*FRAGMENTO DE PÁGINA*
────────────────────

Mi valoración tan positiva de esta jurisprudencia reside en una razón importante de política-constitucional: frente a quienes todavía hoy (hay notables ejemplos en nuestra doctrina) se encuentran anclados en ese paradigma clásico de la intangibilidad de la unidad nacional, la posición más abierta del Constitucional sirve para deslegitimar cualquier pretensión de ruptura unilateral. Si no se ofreciera ninguna vía o cauce jurídico, se daría pábulo a los independentistas para que se echen al monte. Pero, además, la vía que se indica, la reforma constitucional, ofrece un procedimiento que preserva nuestra democracia representativa frente al riesgo plebiscitario que suponen los referendos. Nuestro procedimiento de reforma, cuando se trata de una decisión basilar, es muy rígido, es decir, se trata de un procedimiento con muchas trabas, lo cual, en mi opinión, lejos implicar un déficit democrático entiendo que es una garantía. De acuerdo con nuestra Constitución, cuando haya que adoptar una decisión de especial trascendencia que vinculará a las generaciones futuras, hay que hacerlo con amplias mayorías parlamentarias, mediando unas elecciones en las que, sin trampa ni cartón, sabremos las posiciones de los partidos y, en última instancia, el pueblo votará si refrenda o no lo decidido. Un procedimiento, a mi juicio, mucho más democrático que jugársela a un todo o nada en un referéndum que, aunque se diga consultivo, al final políticamente vincula.

────────────────────

*FILAS DE DATOS*
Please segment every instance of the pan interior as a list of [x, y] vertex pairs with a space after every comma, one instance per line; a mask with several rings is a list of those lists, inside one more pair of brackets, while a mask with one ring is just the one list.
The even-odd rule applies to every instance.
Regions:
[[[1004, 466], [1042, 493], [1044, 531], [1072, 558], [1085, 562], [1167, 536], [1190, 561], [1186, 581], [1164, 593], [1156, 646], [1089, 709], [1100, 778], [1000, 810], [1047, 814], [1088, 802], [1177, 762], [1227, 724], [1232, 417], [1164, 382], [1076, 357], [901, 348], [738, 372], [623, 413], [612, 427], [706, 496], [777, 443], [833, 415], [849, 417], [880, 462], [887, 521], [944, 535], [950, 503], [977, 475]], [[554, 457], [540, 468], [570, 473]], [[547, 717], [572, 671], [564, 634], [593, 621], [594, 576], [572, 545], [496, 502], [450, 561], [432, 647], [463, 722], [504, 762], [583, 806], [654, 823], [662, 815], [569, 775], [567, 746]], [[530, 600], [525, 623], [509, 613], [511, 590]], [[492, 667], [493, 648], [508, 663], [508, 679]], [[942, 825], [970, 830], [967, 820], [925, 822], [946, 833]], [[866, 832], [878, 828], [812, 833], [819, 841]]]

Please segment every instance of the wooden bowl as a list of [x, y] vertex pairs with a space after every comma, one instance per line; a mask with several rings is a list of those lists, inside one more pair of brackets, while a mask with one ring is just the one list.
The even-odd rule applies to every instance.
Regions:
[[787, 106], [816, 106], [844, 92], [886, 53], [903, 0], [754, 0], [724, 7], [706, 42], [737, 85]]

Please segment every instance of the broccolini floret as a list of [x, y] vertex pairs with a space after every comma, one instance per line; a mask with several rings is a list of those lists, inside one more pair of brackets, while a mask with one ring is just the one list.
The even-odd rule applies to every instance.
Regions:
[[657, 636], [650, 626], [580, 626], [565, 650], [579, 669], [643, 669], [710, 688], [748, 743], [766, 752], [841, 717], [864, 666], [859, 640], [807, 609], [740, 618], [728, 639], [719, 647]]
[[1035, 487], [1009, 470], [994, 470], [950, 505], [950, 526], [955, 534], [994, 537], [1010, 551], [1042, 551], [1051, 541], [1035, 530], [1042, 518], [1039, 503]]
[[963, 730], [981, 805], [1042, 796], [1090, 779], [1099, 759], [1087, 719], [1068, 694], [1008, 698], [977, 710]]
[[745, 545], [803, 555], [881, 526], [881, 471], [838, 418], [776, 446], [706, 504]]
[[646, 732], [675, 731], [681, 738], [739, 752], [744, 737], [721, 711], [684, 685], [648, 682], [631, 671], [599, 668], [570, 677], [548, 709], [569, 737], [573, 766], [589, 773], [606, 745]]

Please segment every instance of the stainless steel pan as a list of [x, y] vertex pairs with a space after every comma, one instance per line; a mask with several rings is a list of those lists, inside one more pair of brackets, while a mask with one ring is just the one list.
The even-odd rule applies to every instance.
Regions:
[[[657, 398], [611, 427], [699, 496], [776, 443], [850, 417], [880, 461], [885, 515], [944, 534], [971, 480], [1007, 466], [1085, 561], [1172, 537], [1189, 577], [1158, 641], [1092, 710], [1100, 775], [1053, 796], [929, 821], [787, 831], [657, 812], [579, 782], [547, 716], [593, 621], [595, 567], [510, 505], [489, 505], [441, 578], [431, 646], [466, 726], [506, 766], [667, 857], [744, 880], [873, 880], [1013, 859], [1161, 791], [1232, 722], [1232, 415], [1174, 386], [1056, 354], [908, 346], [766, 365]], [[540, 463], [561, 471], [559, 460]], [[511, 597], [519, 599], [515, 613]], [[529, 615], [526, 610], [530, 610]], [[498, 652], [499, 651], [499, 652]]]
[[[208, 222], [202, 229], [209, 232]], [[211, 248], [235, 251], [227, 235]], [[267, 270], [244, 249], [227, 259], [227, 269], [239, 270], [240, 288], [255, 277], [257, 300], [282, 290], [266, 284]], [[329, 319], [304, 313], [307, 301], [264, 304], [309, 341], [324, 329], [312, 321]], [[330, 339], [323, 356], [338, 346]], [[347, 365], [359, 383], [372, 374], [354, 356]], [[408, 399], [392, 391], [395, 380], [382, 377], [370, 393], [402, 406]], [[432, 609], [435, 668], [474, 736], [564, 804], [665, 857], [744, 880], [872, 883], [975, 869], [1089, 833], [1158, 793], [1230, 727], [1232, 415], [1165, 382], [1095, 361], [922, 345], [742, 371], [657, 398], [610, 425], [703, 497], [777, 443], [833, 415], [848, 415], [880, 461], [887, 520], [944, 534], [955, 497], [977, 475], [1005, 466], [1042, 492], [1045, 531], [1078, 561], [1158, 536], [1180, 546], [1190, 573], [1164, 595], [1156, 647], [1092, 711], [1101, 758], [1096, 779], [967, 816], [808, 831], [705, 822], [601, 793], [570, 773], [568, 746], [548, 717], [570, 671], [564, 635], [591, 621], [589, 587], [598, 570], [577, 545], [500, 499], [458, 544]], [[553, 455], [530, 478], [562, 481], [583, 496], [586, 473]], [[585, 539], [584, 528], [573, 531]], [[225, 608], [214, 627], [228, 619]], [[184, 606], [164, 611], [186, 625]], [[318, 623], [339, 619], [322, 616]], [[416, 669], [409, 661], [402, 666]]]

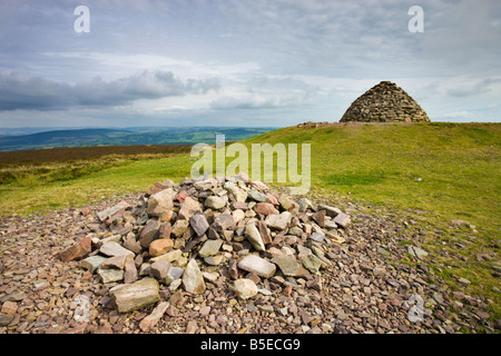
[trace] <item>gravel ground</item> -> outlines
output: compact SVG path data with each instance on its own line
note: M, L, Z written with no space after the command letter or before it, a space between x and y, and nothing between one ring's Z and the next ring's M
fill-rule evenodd
M58 256L99 229L96 212L120 200L134 205L141 196L102 200L86 208L88 215L70 208L0 218L0 334L143 333L140 322L156 305L119 314L108 295L114 284L102 285L78 261ZM345 241L328 248L331 266L293 278L293 286L253 276L261 291L249 299L236 296L227 264L215 266L218 278L206 280L203 295L160 290L168 308L149 333L498 332L489 320L489 300L450 290L425 258L413 260L409 247L399 244L409 240L402 217L367 215L360 204L343 204L353 224L342 230ZM82 300L89 301L88 320L78 317Z

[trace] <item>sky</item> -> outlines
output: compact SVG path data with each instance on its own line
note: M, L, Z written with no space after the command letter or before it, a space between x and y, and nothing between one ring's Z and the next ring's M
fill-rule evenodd
M335 122L382 80L501 122L501 1L0 0L3 128Z

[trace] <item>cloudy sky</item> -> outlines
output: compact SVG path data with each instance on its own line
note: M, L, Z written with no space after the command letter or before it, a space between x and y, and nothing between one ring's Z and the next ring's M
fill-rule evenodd
M501 1L0 1L0 127L338 121L381 80L500 122Z

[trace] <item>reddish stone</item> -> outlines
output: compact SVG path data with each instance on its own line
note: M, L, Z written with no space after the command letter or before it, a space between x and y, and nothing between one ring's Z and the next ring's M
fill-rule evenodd
M288 285L287 287L285 287L283 293L284 293L284 296L289 297L292 295L292 286Z
M257 202L254 206L254 211L261 215L272 215L272 214L278 214L278 211L275 209L273 204L271 202Z
M87 236L80 240L80 243L65 249L59 254L59 258L67 263L73 259L80 259L87 257L91 251L92 239Z
M266 222L263 220L257 221L257 229L259 230L263 244L265 245L272 244L272 236L269 235L269 230L266 227Z
M186 197L178 212L178 219L189 220L195 212L202 212L200 204L191 197Z
M184 202L187 196L188 196L188 192L186 190L181 190L174 197L174 200Z
M84 215L84 216L88 216L88 215L91 212L90 207L84 207L84 208L81 208L80 212L81 212L81 215Z
M164 222L160 225L160 228L158 229L158 237L159 238L169 238L170 233L173 231L173 226L170 222Z
M164 254L167 254L174 247L174 241L169 238L160 238L158 240L154 240L149 245L149 255L156 257Z
M158 220L160 222L165 222L165 221L174 221L176 219L176 215L174 214L173 210L167 209L164 212L161 212L160 217L158 218Z
M271 204L279 205L278 199L273 194L266 192L266 197L268 197Z
M312 218L316 221L316 224L318 224L320 227L324 227L325 212L325 210L320 210L312 214Z
M232 204L232 208L234 210L242 209L244 211L248 209L247 205L245 202L243 202L243 201L235 201L235 202L233 202Z

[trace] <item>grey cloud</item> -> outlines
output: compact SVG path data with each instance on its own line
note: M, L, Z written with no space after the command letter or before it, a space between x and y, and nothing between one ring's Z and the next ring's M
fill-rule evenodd
M449 89L448 95L451 97L470 97L478 96L484 92L491 91L491 86L501 82L501 78L488 78L483 79L477 83L471 83L469 86L461 86L458 88Z
M145 70L109 82L99 77L68 85L35 77L23 70L0 73L0 110L53 110L73 106L106 107L138 99L200 95L218 90L217 79L183 82L170 71Z

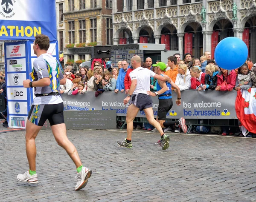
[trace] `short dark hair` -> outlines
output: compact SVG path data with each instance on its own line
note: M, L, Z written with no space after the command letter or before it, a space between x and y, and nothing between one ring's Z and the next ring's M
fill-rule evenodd
M175 56L176 55L179 55L180 56L180 54L179 53L175 53L175 54L173 54L173 56Z
M82 77L82 74L81 74L81 73L77 73L76 74L76 77L77 76L81 77Z
M212 59L209 60L208 61L207 61L207 63L206 63L206 65L208 65L209 63L213 63L215 65L216 65L216 62L213 60Z
M172 56L169 56L167 58L168 60L170 60L171 62L174 62L174 64L175 65L177 64L177 61L178 61L177 60L177 58L173 55Z
M50 47L50 39L44 34L38 34L35 37L35 44L37 44L41 50L48 50Z
M189 53L187 53L185 55L184 55L184 59L185 59L185 58L186 58L186 57L188 55L190 55L190 56L191 57L192 57L192 56L191 55L191 54L190 54Z

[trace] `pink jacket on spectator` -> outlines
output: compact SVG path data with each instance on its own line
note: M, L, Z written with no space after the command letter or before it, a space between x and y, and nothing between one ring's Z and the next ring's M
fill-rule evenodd
M201 72L199 78L191 77L191 89L196 89L196 87L202 84L205 84L205 73Z
M227 80L224 80L222 72L220 72L217 75L218 78L217 80L217 85L221 86L221 91L232 91L236 86L236 73L234 70L227 71ZM226 84L223 83L226 82Z

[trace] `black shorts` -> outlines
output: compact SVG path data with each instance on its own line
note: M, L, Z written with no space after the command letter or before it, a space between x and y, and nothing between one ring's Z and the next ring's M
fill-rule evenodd
M64 123L63 110L63 102L53 105L33 105L28 119L38 126L43 126L47 119L51 126Z
M172 107L172 99L158 99L158 111L157 119L158 120L165 120L166 114Z
M133 104L139 108L140 111L142 111L144 109L153 107L152 103L153 101L150 96L139 93L132 96L131 102L129 103L129 105Z

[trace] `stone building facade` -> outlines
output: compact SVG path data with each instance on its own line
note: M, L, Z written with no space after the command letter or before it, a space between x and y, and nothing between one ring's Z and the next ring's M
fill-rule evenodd
M88 60L90 55L84 52L67 48L67 44L96 42L98 46L112 45L112 0L64 0L63 21L58 28L63 28L64 60ZM57 14L58 15L58 14ZM62 35L61 35L62 36ZM58 40L59 42L59 34ZM61 49L60 49L60 50Z
M221 40L234 36L247 40L256 62L255 0L113 0L113 11L114 45L123 44L120 39L137 43L142 37L148 43L163 43L163 36L169 35L169 49L184 54L185 35L190 33L193 57L198 58L206 51L214 52Z

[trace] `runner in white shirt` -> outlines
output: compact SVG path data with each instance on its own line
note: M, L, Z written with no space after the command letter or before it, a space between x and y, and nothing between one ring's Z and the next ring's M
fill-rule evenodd
M162 148L165 150L169 147L170 137L164 134L161 125L154 119L153 112L153 102L147 91L150 91L150 77L153 77L161 81L171 82L171 79L159 76L146 68L141 67L141 59L139 56L134 56L131 62L134 70L130 73L131 80L130 94L127 94L127 97L124 100L125 104L129 102L126 116L127 137L122 142L118 141L117 144L121 147L128 148L132 147L131 135L133 130L133 120L139 110L144 110L149 123L157 128L159 131L161 138L163 138ZM131 101L129 102L132 94L133 97Z

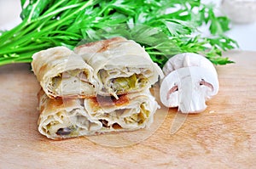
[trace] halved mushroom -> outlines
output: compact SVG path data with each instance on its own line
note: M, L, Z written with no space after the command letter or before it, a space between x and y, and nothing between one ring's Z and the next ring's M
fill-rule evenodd
M167 76L175 70L190 66L205 67L212 70L212 73L217 74L215 67L210 60L202 55L194 53L183 53L172 57L164 65L163 72Z
M218 91L217 74L199 66L183 67L163 80L160 95L166 107L178 107L182 113L197 113L207 108L206 100Z

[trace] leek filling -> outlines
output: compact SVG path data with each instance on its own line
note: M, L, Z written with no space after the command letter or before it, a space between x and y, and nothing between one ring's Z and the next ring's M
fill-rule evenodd
M127 93L143 87L147 79L142 74L133 74L129 77L112 79L111 88L117 93Z
M50 89L54 93L72 95L74 93L84 93L90 91L87 80L87 72L76 69L64 71L52 78ZM91 84L90 84L91 85ZM91 85L91 87L92 85Z
M86 116L73 110L70 112L60 111L48 117L49 123L44 127L44 132L52 135L76 137L99 129L98 123L90 121Z

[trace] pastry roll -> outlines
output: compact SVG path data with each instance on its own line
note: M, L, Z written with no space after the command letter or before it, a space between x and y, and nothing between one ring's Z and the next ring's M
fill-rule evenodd
M38 131L52 139L148 127L158 104L149 93L89 99L49 99L38 93Z
M91 118L102 123L99 132L131 131L145 128L153 122L158 108L148 92L113 96L97 96L84 99L84 108Z
M38 131L52 139L91 135L102 127L84 108L82 99L49 99L41 90L38 93Z
M97 81L96 93L118 95L138 93L149 88L160 68L138 43L123 37L113 37L79 46L75 53L94 69Z
M93 69L73 51L55 47L36 53L32 67L49 98L95 95Z

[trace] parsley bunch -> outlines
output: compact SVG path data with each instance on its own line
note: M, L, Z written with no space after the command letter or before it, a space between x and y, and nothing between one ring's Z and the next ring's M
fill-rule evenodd
M43 49L121 36L143 46L160 67L174 54L192 52L216 65L231 63L223 51L237 47L225 37L230 20L200 0L21 0L22 22L0 33L0 65L30 63ZM211 37L198 27L209 25ZM196 35L195 35L196 34Z

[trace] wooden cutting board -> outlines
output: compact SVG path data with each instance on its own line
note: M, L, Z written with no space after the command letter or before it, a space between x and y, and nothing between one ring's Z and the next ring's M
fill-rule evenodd
M219 93L204 112L161 106L148 130L62 141L38 132L30 65L0 67L0 168L255 168L256 53L224 55L236 63L217 66Z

────────────────────

*INSTRUCCIÓN 1*
Enumera las condiciones que, según el fragmento sobre la reforma constitucional, exige la Constitución para adoptar una decisión de especial trascendencia que vinculará a las generaciones futuras.
*INSTRUCCIÓN 2*
Prosigue el fragmento sobre la reforma constitucional a partir de su última oración.

*RESULTADO 1*
- Amplias mayorías parlamentarias.
- Unas elecciones en las que se conozcan las posiciones de los partidos.
- Una votación del pueblo para refrendar o no lo decidido.

*RESULTADO 2*
Después de lo sucedido en Reino Unido, sería suicida minusvalorar lo pernicioso que podría ser que nuestro país cayera en una deriva plebiscitaria que podría hacer saltar por los aires nuestro modelo de democracia. Algo que tienen que tener muy presente quienes coquetean con la posibilidad de que el Tribunal Constitucional module su jurisprudencia para permitir alguna forma de consulta en Cataluña sobre su futuro político, si hubiera un gran acuerdo nacional que lo sostuviera (acuerdo que, tal y como están las cosas, iba a ser entre el PSOE y las fuerzas independentistas). Una posición que tratan de enlazar con una sentencia de 2014 en la que el Tribunal Constitucional usó un tono más abierto, el cual ha hecho que algún lector de sentencias entienda que, llegado el caso, el Tribunal podría encontrarle encaje a alguna fórmula de referendo consultivo.

Mi opinión es que la doctrina del Tribunal no ofrece dudas ni fisuras: no cabe preguntar directamente sobre la independencia, ni a todos los españoles y menos a una parte, salvo reforma constitucional. Cuestión distinta sería si la pregunta de la consulta fuera referida a un acuerdo político sobre el autogobierno catalán (por ejemplo, para que la ciudadanía diera el visto bueno a un acuerdo sobre traspaso competencial, formas de cooperación interterritorial, etc. en el marco de la Constitución). En ese caso, el referéndum podría tener un pase constitucional, incluso circunscrito a una parte del territorio. Aun así, en buena lid, una decisión de este tipo debería votarla el pueblo español en su conjunto, porque a todos nos afecta, o debería vehiculizarse vía reforma estatutaria, lo que culminaría con un referéndum en Cataluña.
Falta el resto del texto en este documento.